Segment Start: DATASET ENTRIES
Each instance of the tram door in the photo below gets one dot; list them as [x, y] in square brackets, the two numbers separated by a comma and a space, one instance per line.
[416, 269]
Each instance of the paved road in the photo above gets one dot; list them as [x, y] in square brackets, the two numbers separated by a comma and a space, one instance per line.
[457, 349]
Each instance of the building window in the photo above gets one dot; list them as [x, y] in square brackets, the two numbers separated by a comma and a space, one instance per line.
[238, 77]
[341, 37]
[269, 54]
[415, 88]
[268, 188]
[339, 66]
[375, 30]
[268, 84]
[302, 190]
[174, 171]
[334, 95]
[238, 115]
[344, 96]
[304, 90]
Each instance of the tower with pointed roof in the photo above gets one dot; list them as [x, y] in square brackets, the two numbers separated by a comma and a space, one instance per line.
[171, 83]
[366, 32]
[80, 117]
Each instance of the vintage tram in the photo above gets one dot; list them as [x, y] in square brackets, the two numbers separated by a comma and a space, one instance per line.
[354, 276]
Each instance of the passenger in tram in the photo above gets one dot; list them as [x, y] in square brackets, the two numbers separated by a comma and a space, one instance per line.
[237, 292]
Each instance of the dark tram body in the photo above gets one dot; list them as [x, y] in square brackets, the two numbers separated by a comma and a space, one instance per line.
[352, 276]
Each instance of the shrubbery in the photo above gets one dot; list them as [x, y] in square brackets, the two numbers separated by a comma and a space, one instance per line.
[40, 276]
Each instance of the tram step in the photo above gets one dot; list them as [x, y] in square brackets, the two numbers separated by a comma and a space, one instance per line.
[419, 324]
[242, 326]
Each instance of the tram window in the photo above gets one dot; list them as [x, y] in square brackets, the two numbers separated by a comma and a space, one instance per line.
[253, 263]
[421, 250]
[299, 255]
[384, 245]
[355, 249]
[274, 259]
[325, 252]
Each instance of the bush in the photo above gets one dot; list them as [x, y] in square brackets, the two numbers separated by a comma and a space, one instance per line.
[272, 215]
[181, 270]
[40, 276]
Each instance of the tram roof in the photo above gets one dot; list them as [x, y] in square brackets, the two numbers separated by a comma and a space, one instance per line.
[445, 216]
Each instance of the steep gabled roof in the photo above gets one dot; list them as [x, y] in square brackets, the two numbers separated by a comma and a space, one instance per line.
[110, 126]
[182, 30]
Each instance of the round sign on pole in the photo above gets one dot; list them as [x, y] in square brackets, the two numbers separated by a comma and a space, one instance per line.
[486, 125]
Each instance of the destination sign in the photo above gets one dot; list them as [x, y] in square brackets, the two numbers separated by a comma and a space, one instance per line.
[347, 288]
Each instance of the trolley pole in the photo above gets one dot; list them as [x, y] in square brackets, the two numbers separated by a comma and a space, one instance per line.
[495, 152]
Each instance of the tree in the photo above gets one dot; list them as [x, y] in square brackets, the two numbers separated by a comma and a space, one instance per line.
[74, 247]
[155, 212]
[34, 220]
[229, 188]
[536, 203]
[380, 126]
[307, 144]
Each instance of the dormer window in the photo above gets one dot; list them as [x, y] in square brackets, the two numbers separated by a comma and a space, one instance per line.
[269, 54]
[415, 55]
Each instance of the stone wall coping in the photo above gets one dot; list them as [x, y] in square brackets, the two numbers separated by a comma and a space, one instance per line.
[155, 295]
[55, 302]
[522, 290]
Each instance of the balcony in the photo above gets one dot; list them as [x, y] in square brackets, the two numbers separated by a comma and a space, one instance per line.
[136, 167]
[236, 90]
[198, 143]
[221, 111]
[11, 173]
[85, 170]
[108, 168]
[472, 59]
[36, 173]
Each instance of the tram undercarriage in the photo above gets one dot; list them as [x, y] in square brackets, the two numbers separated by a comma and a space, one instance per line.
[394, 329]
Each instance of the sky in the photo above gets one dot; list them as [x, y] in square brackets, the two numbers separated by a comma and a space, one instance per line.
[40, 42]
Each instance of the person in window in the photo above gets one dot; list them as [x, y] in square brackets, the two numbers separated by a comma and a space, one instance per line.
Segment End: DATASET ENTRIES
WORK INSTRUCTIONS: Everything in the data above must be restated verbatim.

RESULT BELOW:
Each instance of the tram door in the photo below gets one dot; list them as [x, y] in square brackets, the two numbers separated by a comma and a space, one instance per line.
[416, 269]
Each instance of the paved road in the photo above gets one dot; list them as [x, y] in square brackets, the two numbers separated by a comma and a space, one instance per line.
[457, 349]
Each instance of the building window in the photo above gets one dot; list them as [x, y] in square brackets, the two numbers separated by a comma and a space, one instance per line.
[238, 77]
[341, 37]
[269, 54]
[415, 88]
[268, 188]
[339, 66]
[375, 30]
[268, 84]
[302, 190]
[174, 171]
[334, 95]
[238, 115]
[344, 96]
[304, 90]
Each instance of the tower with pointed roof in the photo above gets one dot; list them as [x, y] in square brackets, the two numbers separated by a comma and a space, one instance per line.
[171, 83]
[366, 32]
[80, 117]
Each instance of the vintage tram in the photo above gets one dot; list them as [x, y] in square brackets, the two numbers separated by a comma and a space, one instance per line.
[354, 276]
Each instance of the passenger in tram in the photo above gets one dot; list them as [x, y] in square brackets, the two numbers separated by a comma and a space, one instance per line.
[237, 292]
Each instance of the dark tram body in the photo above gets one dot; list them as [x, y] in square brackets, the two numbers separated by a comma and a space, one instance per line.
[352, 276]
Each instance of the shrubbery in the photo above gets one dot; list them as [x, y] in square brackets, the two numbers separated by a comma and a space, one instance per line.
[40, 276]
Each instance of the tram step in the photo above gets one dot; list them as [x, y] in square brackets, the two numbers separated by a comma and a space, one instance per line.
[419, 324]
[242, 326]
Each instance of the tram window in the photo above gets one dot; list them as [x, y] in square brackets, the two numbers separated by a comma and a space, one instance per line.
[253, 263]
[421, 250]
[299, 255]
[384, 245]
[355, 249]
[274, 259]
[325, 252]
Each instance of the bush in the photo above gets one dot; list them as [x, y] in square brackets, the two numbers separated by a comma and a space, one instance per line.
[272, 215]
[181, 270]
[40, 276]
Each instance of the tram roof in the photo above gets one dot; list them as [x, y] in square brackets, the two numbers separated by a comma and a space, one instance per line.
[445, 216]
Each instance of the steep gabled roof in the photo above gets one dot; list them as [x, y] in square brackets, the two numbers separated by a comma and a space, one instance per line.
[110, 126]
[182, 30]
Each instance of the round sign on pole in the photo above gets one dot; list them as [x, y] in square brackets, the two numbers separated by a comma and a space, one instance per line.
[486, 125]
Each instance of the destination sign in the photo above gets one dot; list them as [x, y] in square brackets, the two numbers separated by a comma and a space, one instance per line.
[347, 288]
Each instance of the trolley pole in the photo above gets one dot; list them as [x, y] in square brackets, the two numbers separated by a comma and a space, one instance per line.
[495, 152]
Each instance of the tree in the photo above gets one dot; list them as [x, y] in square brackets, the two numbers separated by a comma and a space, one instance per line.
[74, 247]
[155, 212]
[34, 220]
[229, 188]
[536, 203]
[380, 126]
[307, 144]
Each instance of the dormer window in the photo above gets one dot; list them as [x, y] in square brackets, the two numbers separated by a comma and a space, one instance per line.
[269, 54]
[415, 55]
Each instance of the stone wall coping in the photo above gets one dot; list them as [x, y] in square brackets, the two numbers separated by a comma and a space, one instance per line.
[155, 295]
[55, 302]
[522, 290]
Each instance of the balcony in the photo above gets one dot; list them as [x, y] in square brackets, the two numbers separated by a comma and a space, one instance per line.
[136, 167]
[236, 90]
[198, 143]
[221, 111]
[11, 173]
[85, 170]
[108, 168]
[472, 59]
[36, 173]
Each instance of the tram undercarriage in the photo above gets one dot; list them as [x, y] in square brackets, the two numbers separated by a comma and a space, one instance per line.
[394, 329]
Each instance of the sky in the photo above gets one dot; list them as [x, y] in square brackets, the two numbers separated by a comma and a space, one instance per line.
[40, 42]
Each instance of the person in window in the photo above gets one dot; list them as [x, y] in square brackets, the two numbers separated by a comma and a space, one instance per line.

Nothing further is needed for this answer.